──────── Records shown

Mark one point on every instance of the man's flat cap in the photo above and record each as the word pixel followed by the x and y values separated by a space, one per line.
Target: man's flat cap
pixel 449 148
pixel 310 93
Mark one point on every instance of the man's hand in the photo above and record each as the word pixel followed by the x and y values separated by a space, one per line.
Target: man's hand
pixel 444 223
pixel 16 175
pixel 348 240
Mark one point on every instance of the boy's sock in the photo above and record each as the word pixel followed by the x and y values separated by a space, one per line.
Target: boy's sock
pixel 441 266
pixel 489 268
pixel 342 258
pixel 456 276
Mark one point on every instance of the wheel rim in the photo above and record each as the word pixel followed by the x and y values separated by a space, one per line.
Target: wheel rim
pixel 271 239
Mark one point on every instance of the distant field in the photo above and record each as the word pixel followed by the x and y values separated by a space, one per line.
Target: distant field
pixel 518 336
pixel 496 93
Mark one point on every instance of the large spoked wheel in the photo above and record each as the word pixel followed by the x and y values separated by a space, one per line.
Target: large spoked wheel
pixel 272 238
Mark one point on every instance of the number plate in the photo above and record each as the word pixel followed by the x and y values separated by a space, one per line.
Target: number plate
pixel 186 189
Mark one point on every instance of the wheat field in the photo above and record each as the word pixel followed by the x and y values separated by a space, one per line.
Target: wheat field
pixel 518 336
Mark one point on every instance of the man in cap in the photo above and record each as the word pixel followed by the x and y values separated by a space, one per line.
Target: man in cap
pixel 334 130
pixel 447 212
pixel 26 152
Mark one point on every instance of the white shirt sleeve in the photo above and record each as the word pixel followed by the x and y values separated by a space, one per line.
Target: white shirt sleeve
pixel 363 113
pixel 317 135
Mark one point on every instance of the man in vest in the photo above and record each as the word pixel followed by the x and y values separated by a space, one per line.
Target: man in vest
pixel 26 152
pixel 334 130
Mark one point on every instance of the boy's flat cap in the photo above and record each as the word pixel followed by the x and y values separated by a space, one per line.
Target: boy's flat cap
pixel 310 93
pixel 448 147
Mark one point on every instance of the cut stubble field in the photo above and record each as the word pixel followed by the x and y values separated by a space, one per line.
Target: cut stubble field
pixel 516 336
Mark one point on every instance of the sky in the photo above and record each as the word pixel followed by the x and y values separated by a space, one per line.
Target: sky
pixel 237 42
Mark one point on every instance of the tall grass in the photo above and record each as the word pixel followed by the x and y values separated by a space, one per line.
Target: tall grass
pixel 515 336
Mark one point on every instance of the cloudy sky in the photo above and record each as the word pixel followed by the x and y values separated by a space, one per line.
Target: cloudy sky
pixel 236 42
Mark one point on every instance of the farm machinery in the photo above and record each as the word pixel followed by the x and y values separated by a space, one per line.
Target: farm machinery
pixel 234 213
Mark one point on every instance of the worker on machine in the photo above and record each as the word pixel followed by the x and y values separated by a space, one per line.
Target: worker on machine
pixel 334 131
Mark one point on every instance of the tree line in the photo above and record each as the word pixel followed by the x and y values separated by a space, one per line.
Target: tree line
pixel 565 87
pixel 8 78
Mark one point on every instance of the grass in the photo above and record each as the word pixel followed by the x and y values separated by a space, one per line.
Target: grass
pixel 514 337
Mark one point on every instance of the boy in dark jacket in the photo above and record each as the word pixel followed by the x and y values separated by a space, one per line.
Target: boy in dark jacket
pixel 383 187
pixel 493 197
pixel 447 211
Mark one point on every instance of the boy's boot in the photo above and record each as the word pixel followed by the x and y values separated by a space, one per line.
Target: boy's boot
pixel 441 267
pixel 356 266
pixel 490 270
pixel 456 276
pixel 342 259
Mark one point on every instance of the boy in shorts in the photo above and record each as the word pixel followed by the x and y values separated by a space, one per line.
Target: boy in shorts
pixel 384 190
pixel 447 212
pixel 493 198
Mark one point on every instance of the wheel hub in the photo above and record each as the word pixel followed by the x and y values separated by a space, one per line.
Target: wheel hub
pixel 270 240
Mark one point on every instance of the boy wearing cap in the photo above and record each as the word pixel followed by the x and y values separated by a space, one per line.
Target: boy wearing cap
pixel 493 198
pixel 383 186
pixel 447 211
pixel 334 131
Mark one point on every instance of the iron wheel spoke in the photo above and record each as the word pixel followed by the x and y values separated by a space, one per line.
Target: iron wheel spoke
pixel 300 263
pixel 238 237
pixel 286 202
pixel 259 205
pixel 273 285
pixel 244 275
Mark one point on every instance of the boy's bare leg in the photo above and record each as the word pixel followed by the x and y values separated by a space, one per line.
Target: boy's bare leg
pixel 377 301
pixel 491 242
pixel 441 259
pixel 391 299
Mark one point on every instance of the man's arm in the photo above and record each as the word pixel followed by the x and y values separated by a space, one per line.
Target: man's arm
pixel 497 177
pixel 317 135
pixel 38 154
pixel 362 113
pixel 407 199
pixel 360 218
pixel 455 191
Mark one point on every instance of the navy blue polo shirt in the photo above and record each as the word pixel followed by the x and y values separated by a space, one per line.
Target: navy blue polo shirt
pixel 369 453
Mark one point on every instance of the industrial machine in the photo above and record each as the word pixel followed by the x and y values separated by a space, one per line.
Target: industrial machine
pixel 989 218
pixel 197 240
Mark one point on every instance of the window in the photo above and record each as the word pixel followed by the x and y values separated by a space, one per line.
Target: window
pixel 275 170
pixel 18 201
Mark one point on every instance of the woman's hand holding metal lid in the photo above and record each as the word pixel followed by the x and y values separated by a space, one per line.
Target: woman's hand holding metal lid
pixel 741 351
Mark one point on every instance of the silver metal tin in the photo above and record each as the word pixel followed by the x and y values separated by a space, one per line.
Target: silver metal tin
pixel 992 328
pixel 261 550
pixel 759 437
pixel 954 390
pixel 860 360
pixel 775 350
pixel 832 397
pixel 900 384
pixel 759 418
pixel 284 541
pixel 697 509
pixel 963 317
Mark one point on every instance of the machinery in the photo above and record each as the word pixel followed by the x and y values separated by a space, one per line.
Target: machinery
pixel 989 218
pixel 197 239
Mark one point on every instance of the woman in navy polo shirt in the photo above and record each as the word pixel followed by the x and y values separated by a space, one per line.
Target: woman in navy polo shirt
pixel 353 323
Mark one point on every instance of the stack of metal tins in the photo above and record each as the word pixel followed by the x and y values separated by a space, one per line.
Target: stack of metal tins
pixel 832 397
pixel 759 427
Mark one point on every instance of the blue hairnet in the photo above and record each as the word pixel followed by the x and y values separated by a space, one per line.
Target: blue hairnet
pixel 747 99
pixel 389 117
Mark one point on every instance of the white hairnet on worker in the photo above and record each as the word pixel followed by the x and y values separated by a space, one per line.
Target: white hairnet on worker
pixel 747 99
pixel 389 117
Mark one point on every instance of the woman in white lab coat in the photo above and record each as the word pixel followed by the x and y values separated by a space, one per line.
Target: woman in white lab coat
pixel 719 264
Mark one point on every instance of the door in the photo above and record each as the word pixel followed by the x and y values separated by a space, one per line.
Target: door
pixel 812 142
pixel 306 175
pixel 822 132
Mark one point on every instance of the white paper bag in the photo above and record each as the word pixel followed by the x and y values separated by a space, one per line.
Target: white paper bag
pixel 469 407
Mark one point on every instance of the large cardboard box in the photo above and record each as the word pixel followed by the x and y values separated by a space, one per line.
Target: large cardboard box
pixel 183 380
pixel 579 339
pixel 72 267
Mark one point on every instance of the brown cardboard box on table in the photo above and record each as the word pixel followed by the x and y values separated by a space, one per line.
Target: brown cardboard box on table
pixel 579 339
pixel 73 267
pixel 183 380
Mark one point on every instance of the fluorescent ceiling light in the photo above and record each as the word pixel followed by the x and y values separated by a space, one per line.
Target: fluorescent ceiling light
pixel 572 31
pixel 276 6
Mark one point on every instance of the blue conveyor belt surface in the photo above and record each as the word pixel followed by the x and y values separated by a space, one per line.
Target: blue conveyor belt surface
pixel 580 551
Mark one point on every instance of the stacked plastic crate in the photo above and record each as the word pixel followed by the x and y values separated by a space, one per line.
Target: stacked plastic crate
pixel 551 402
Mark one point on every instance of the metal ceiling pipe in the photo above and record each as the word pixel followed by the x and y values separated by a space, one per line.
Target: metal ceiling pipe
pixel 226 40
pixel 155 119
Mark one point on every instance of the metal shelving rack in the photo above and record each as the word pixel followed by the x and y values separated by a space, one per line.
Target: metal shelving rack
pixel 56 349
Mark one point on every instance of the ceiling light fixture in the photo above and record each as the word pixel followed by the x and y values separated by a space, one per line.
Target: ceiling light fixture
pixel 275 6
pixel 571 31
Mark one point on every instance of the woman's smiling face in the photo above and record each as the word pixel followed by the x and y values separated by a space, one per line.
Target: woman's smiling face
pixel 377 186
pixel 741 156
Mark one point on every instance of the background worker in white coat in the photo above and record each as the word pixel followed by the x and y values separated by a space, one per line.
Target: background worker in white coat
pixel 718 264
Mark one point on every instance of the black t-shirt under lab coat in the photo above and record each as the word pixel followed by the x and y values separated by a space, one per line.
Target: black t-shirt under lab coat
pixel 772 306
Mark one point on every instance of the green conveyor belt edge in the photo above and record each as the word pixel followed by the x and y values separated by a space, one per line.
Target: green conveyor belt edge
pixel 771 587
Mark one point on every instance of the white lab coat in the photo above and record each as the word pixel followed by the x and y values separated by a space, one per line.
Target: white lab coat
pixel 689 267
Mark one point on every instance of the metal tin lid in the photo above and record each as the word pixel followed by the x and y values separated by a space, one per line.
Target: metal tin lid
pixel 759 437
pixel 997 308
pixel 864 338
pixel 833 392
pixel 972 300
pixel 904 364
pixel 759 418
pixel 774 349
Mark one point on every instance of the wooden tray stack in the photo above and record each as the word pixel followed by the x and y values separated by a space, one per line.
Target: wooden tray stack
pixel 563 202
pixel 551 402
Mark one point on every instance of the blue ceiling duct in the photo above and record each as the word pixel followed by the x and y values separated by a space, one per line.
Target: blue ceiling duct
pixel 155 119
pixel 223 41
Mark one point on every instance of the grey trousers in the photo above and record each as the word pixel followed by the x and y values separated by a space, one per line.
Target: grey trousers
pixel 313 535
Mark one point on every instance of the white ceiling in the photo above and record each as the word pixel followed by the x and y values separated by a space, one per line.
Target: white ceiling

────────────────

◆ **Instruction**
Reproduce the entries starting at the very first one and ending at the line that contains "pixel 348 240", inclusive, swapping "flat cap" for "cloth cap" and leaving everything else unchanged.

◆ **Answer to the task**
Mark one point on every instance of the man's cloth cap in the photo above and record each as the word pixel followed by the x and y values separated by a space, one per line.
Target: man's cloth cap
pixel 449 148
pixel 310 93
Mark one point on every instance of the man's hand in the photo above and record each as the word pixel followed by the x and y values separated by a space, one per line.
Target: man's hand
pixel 444 223
pixel 16 175
pixel 348 240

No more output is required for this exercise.